■ TEXTO PARA LEER ■
+ + + +

El primer grupo de los citados es, no solo extenso, sino intenso. Detectado un suceso improbable, un equipo de expertos en destripar la realidad ignota, generará cientos de páginas con instrucciones, que casi nadie se tomará la molestia de leer ni consultar (y, en particular, quienes podrían tener la oportunidad de usarlas si llegase el momento). Medidas de evacuación en caso de accidente de inmensurable gravedad, normas de seguridad para acotar los efectos de un desastre natural apocalíptico, procedimientos para detención manual de un complejo mecanismo automático que se encuentre fuera de control, ocuparán preciosos lugares en las estanterías convenientes, acumulando polvo y sucesivas actualizaciones y revisiones, hasta que un mal día, la mala suerte vendrá a demostrar que el suceso improbable era también impredecible, al menos, en su evolución exacta.
El segundo grupo revela la voluntad perversa de ciertas personas de actuar sobre la lógica, imponiendo sus elucubraciones a quienes están obligados a cumplir sus órdenes, o poniendo énfasis innecesario en lo que pertenece, por esencia, a la ética universal. Hay protocolos detallando qué debe hacerse con una billetera encontrada en un establecimiento público, independientemente de que contenga lo datos que permitirían localizar a su legítimo propietario. Hay protocolos exhaustivos para ordenar los análisis y pruebas a los que un “sufrido paciente” (por eso) debe ser sometido antes de emitir un diagnóstico, que la experiencia clínica resolvería con un vistazo a los síntomas.
No faltan protocolos, normas y declaraciones, por los que se anuncia la firme voluntad de perseguir implacables cualquier actuación contraria a la ética de sus directivos y empleados, a la que se vieran obligados a acudir para adornar con unto monetario las adjudicaciones de obra o servicio, en aquellas empresas y corporaciones que manejan sus cajas b con la soltura de quien se ata el cordón de los zapatos, y que se puede perfectamente imaginar destinados a generar nubes de humo en las que ocultar la jeta de los máximos responsables, auténticos receptores del beneficio del acto de soborno, que, a su vez, se regirá por protocolos consentidos por todos los que estén en la trama, sin la menor necesidad de plasmarlos por escrito.

+ + + +

■ EXTRACTO DE DATOS ■
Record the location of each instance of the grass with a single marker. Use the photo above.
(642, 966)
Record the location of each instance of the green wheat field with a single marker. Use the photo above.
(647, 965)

+ + + +

■ TU TAREA ■
En el texto sobre los protocolos, ¿qué objeto encontrado en un establecimiento público tiene protocolos que detallan qué debe hacerse con él?

■ SOLUCIÓN PROPUESTA ■
Una billetera.